→ OBJECTIVE: Print everything from the line containing "This trail-cam photo was taken at dusk. Identify dog teeth" down to the line containing "[5,127,320,240]", both included, with each line unchanged and the pictures left out.

####################

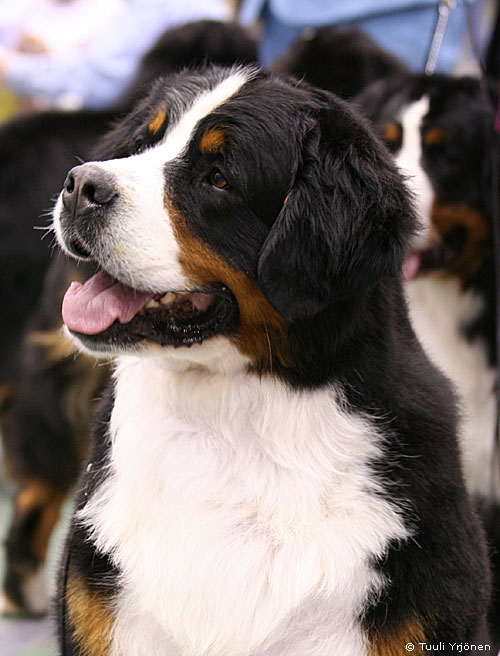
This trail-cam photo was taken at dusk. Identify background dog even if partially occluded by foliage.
[359,74,500,636]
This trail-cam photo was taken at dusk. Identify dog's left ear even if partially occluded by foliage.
[257,94,415,321]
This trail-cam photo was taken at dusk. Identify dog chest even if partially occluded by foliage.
[82,360,407,656]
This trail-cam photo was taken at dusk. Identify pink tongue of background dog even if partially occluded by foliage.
[62,271,153,335]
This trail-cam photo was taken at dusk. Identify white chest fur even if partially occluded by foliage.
[77,358,408,656]
[406,275,498,495]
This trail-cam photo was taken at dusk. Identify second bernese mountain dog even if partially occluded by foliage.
[358,73,500,640]
[54,68,489,656]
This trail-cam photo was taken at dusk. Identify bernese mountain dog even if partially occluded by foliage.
[54,67,489,656]
[358,74,500,638]
[0,20,257,616]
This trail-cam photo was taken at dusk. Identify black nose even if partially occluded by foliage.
[62,164,118,216]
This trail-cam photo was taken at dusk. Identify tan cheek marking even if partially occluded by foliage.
[148,109,167,134]
[382,122,401,144]
[168,205,288,371]
[431,199,492,280]
[65,574,114,656]
[424,127,445,146]
[369,620,426,656]
[200,128,226,155]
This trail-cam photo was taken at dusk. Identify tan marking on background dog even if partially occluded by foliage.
[370,620,426,656]
[200,128,226,155]
[15,479,53,513]
[31,491,66,561]
[424,126,445,146]
[14,480,66,561]
[148,108,167,134]
[382,121,401,144]
[65,574,114,656]
[168,206,288,371]
[431,199,492,281]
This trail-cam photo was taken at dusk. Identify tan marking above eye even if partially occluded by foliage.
[382,121,401,144]
[148,109,167,134]
[424,126,445,146]
[200,128,226,155]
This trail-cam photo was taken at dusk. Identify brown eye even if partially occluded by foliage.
[209,169,227,189]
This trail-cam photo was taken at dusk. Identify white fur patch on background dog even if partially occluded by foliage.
[406,274,500,499]
[80,355,409,656]
[395,96,434,250]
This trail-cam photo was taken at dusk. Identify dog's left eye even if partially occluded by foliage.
[209,169,227,189]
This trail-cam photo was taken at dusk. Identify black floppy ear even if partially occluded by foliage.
[257,94,415,321]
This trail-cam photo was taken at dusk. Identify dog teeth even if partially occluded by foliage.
[160,292,177,305]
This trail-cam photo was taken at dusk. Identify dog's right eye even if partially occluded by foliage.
[209,169,227,189]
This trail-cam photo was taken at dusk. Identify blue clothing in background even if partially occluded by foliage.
[239,0,473,72]
[4,0,231,109]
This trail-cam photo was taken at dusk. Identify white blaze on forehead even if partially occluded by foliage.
[396,96,434,249]
[150,70,251,162]
[54,69,254,292]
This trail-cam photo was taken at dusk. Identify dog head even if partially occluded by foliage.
[54,68,414,368]
[358,74,494,280]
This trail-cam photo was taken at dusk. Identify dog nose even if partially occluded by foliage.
[62,164,118,216]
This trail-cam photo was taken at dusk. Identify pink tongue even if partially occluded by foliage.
[62,271,153,335]
[403,253,422,280]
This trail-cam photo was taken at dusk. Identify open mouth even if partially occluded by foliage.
[62,270,238,347]
[403,226,466,280]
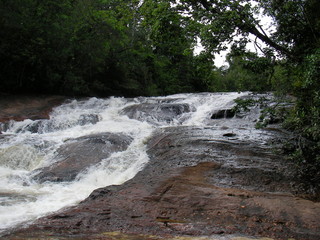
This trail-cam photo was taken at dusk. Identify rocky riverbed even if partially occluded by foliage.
[3,93,320,240]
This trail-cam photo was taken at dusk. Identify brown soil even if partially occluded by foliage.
[5,125,320,240]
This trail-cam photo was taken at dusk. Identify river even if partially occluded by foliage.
[0,92,268,232]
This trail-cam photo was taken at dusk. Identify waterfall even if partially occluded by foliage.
[0,92,268,232]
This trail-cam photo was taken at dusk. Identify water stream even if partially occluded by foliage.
[0,93,270,234]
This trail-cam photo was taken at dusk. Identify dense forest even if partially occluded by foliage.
[0,0,320,197]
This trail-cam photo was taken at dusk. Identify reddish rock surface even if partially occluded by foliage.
[5,127,320,240]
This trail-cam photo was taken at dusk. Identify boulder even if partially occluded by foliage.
[34,133,132,182]
[211,109,235,119]
[121,103,192,122]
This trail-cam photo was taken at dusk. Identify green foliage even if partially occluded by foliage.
[0,0,206,96]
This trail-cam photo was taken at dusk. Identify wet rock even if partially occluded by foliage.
[7,127,320,240]
[34,133,132,182]
[78,114,100,126]
[211,109,235,119]
[222,133,237,137]
[122,103,192,122]
[0,95,66,123]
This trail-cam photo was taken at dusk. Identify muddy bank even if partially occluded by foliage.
[4,126,320,240]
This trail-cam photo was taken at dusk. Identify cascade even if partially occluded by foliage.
[0,92,264,232]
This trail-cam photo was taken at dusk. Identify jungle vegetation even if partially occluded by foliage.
[0,0,320,198]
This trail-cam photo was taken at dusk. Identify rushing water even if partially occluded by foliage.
[0,93,270,232]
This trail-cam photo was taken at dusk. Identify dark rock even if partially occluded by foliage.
[223,133,237,137]
[78,114,100,126]
[121,103,192,122]
[34,133,132,182]
[6,127,320,240]
[0,95,66,122]
[211,109,235,119]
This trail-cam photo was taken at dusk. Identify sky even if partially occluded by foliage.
[195,3,275,67]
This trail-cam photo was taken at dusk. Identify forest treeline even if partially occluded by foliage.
[0,0,320,197]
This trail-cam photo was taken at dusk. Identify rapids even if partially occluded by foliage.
[0,92,268,234]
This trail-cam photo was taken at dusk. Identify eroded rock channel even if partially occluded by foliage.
[0,93,320,240]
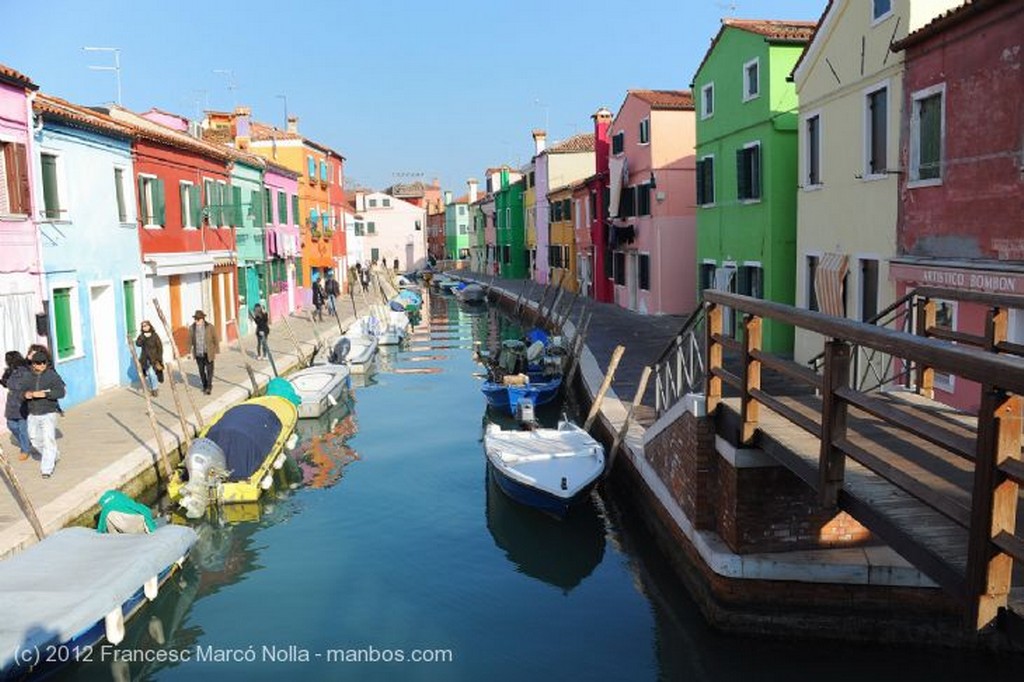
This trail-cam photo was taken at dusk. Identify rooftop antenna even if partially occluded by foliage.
[82,46,121,106]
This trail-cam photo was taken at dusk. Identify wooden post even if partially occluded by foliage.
[818,339,852,508]
[739,314,761,444]
[0,445,46,540]
[967,385,1022,630]
[125,333,174,480]
[153,298,204,425]
[918,298,936,398]
[583,346,626,431]
[705,303,722,415]
[282,315,306,365]
[227,319,260,397]
[604,367,650,475]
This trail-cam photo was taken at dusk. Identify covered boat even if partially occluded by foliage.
[483,421,604,517]
[288,364,351,419]
[167,395,299,518]
[0,525,197,680]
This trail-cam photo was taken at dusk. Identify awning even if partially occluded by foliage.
[814,253,848,317]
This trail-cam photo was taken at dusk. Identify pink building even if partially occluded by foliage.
[608,90,696,314]
[0,65,47,356]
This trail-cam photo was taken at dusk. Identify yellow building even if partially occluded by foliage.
[548,184,579,292]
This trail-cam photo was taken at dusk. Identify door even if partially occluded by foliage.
[89,285,122,392]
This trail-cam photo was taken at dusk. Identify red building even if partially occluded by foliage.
[890,0,1024,411]
[110,106,238,352]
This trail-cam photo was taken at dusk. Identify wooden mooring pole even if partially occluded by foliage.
[125,334,174,480]
[0,445,46,540]
[583,346,626,431]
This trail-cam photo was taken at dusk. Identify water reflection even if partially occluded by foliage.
[485,464,605,594]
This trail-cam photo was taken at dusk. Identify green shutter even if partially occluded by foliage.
[122,280,137,334]
[53,289,75,358]
[153,178,167,225]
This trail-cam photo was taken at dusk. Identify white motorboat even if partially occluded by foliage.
[483,421,604,517]
[288,364,351,419]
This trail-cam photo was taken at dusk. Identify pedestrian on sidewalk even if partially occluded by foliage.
[324,272,341,315]
[17,350,68,478]
[249,303,270,359]
[188,310,220,395]
[135,319,164,397]
[0,350,32,462]
[313,280,327,322]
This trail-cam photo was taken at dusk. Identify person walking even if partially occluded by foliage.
[135,319,164,397]
[188,310,220,395]
[324,272,341,315]
[17,350,68,478]
[313,280,327,322]
[249,303,270,359]
[0,350,32,462]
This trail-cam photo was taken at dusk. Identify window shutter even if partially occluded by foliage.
[736,150,751,199]
[153,178,167,226]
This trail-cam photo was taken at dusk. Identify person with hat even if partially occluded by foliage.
[188,310,220,395]
[17,350,68,478]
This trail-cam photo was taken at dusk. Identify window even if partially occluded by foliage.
[39,153,61,220]
[178,182,200,229]
[113,168,127,222]
[736,142,761,201]
[871,0,893,22]
[697,156,715,206]
[700,83,715,119]
[864,86,889,176]
[611,251,626,285]
[52,287,77,359]
[804,114,821,187]
[611,132,626,154]
[138,175,165,227]
[860,258,879,322]
[0,142,32,215]
[743,57,761,101]
[805,251,818,311]
[910,85,945,184]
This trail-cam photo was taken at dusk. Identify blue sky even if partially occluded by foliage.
[0,0,825,194]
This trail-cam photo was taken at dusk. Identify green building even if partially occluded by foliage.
[692,19,815,354]
[495,169,529,280]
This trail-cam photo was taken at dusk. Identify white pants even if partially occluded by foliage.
[29,412,60,475]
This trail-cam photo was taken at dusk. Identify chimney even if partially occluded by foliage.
[534,130,548,156]
[590,106,611,173]
[233,106,252,150]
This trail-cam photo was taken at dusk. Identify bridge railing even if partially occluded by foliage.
[703,290,1024,630]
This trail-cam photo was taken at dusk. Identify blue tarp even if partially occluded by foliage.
[206,403,281,481]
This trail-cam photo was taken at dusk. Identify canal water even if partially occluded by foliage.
[60,296,1021,682]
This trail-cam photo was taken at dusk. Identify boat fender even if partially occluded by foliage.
[103,606,125,646]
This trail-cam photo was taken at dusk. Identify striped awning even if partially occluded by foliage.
[814,253,849,317]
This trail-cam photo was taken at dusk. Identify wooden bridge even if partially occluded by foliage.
[655,289,1024,631]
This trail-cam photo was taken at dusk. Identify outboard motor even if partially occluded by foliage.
[178,438,227,518]
[328,336,352,365]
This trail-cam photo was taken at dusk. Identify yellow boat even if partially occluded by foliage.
[167,395,299,509]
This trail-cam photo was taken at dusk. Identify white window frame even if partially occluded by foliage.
[48,280,85,367]
[906,83,946,188]
[742,57,761,101]
[861,78,898,180]
[138,173,159,229]
[700,81,715,121]
[800,109,824,191]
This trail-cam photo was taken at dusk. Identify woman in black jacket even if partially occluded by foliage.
[135,319,164,395]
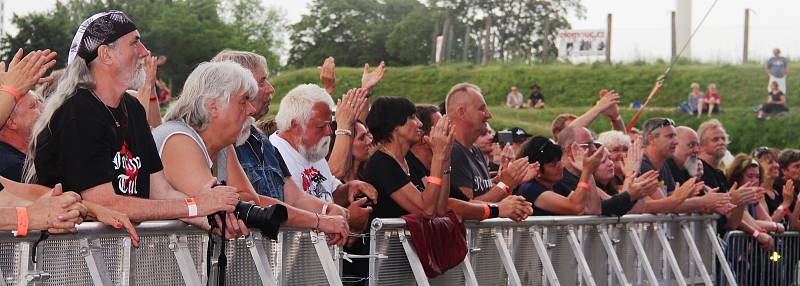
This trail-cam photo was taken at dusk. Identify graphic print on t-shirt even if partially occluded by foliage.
[302,167,333,201]
[113,142,142,196]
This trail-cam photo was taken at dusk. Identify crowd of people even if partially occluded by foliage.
[0,11,800,284]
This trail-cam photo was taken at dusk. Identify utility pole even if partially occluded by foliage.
[742,8,750,64]
[606,13,611,64]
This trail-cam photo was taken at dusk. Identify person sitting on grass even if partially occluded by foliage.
[758,81,789,120]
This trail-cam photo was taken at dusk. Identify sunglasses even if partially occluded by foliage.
[539,138,556,153]
[577,141,603,149]
[753,146,769,158]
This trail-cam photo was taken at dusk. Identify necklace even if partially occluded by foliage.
[89,90,128,128]
[380,147,411,177]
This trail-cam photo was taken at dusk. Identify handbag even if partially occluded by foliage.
[402,210,467,278]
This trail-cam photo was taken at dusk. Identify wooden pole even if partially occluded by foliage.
[742,8,750,64]
[606,13,611,64]
[670,11,678,60]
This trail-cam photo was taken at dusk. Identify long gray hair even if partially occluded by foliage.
[22,57,95,183]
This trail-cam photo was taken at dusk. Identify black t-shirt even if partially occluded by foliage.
[34,89,163,198]
[639,154,675,196]
[450,141,494,197]
[364,151,425,218]
[519,180,572,216]
[0,141,25,191]
[666,159,692,184]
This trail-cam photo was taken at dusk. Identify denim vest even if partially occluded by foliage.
[236,126,284,201]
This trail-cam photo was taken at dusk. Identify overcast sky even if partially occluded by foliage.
[0,0,800,62]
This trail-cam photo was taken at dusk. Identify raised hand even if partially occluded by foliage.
[361,61,386,91]
[0,49,56,95]
[622,139,644,177]
[336,88,369,131]
[317,57,336,95]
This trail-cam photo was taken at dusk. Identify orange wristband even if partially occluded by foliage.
[425,176,444,187]
[184,198,197,217]
[0,85,22,102]
[14,207,28,237]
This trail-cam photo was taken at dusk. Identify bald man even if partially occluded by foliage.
[445,83,531,202]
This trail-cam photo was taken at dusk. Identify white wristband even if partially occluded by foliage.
[184,198,197,217]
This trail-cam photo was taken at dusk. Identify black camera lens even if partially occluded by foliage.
[233,201,288,239]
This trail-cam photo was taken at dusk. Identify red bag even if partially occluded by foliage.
[402,210,467,278]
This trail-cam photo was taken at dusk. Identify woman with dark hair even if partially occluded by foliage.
[364,96,453,218]
[519,136,603,216]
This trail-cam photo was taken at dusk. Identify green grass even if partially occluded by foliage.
[271,63,800,153]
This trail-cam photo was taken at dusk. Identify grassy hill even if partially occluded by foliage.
[271,64,800,155]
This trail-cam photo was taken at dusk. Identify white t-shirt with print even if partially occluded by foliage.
[269,132,342,202]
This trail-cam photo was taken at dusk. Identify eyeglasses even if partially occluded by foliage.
[539,138,556,153]
[577,141,603,149]
[753,146,769,158]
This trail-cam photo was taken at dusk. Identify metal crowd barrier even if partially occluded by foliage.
[369,215,736,286]
[725,231,800,285]
[0,221,341,286]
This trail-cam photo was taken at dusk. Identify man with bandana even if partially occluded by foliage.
[26,11,238,225]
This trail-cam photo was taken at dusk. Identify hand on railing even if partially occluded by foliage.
[497,196,533,221]
[319,215,350,246]
[195,178,239,216]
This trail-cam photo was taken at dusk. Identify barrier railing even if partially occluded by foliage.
[725,231,800,285]
[0,215,800,286]
[369,215,735,285]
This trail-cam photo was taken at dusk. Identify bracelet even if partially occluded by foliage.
[12,207,28,237]
[425,176,444,187]
[0,85,22,102]
[496,182,511,195]
[333,129,353,137]
[183,198,197,217]
[489,204,500,218]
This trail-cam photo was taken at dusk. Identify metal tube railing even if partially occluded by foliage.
[0,215,800,286]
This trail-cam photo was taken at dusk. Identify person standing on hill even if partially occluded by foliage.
[764,48,789,94]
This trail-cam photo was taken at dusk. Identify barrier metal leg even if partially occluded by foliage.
[627,225,658,285]
[169,234,203,285]
[657,227,686,286]
[598,226,631,286]
[681,223,713,286]
[705,223,736,286]
[398,231,430,286]
[461,255,478,286]
[532,229,561,286]
[245,232,278,286]
[567,225,596,286]
[492,228,522,286]
[311,230,342,286]
[79,238,112,285]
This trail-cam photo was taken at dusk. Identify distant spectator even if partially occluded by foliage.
[765,48,789,94]
[697,83,721,117]
[528,84,544,109]
[506,86,524,108]
[758,81,789,119]
[680,82,704,114]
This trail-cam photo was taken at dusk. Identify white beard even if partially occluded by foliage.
[298,136,331,162]
[236,116,256,147]
[683,156,697,177]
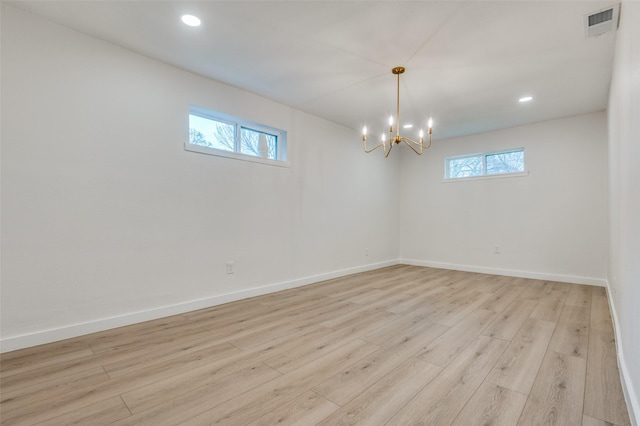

####################

→ REPLY TO THE TASK:
This trail-cam photo was taken at dusk. Identify dog teeth even if partially occluded by foliage.
[160,292,177,305]
This trail-cam photo was taken at dusk. Identify dog's right eye even if partially occluded by foliage.
[209,169,227,189]
This trail-cam photo was taken at dusk. Identify blue clothing in background even if partially occluded by foliage.
[239,0,473,72]
[4,0,231,109]
This trail-cam photo was taken at dusk. Identify white blaze on forehead even if partially occluded by foliage.
[396,96,434,249]
[150,70,251,162]
[54,69,254,292]
This trail-cam photo was taken at dusk. Identify dog head even if partially occluded by foliage.
[54,68,414,368]
[358,74,494,280]
This trail-cam photo was taken at dusk. Identify dog nose even if partially occluded by foliage.
[62,164,118,216]
This trail-cam photo was taken at dusk. Identify pink tongue even if partially occluded by foliage.
[62,271,153,335]
[403,253,422,280]
This trail-cam photo was taken at dusk. Identify open mouth even if partially occluded by foliage.
[62,270,238,347]
[403,226,466,280]
This trail-cam photo was taken at dusk. Identify rocky riverbed even if partially occluded by foliage.
[3,93,320,240]
This trail-cam photo was taken at dusk. Identify brown soil even if partially occluded by foliage.
[5,125,320,240]
This trail-cam photo was taken at dusk. Identify river even if partially occluded by foliage.
[0,92,268,232]
This trail-cam photo was taken at dusk. Identify waterfall even if partially occluded by foliage.
[0,92,268,232]
This trail-cam photo was taken at dusk. Identify water stream even if partially occluded by foliage.
[0,93,270,234]
This trail-cam photo was taken at dusk. Identify dense forest even if partially occluded by foliage.
[0,0,320,197]
This trail-cam photo was taken at dusk. Identify reddish rock surface even if partially occluded by foliage.
[5,127,320,240]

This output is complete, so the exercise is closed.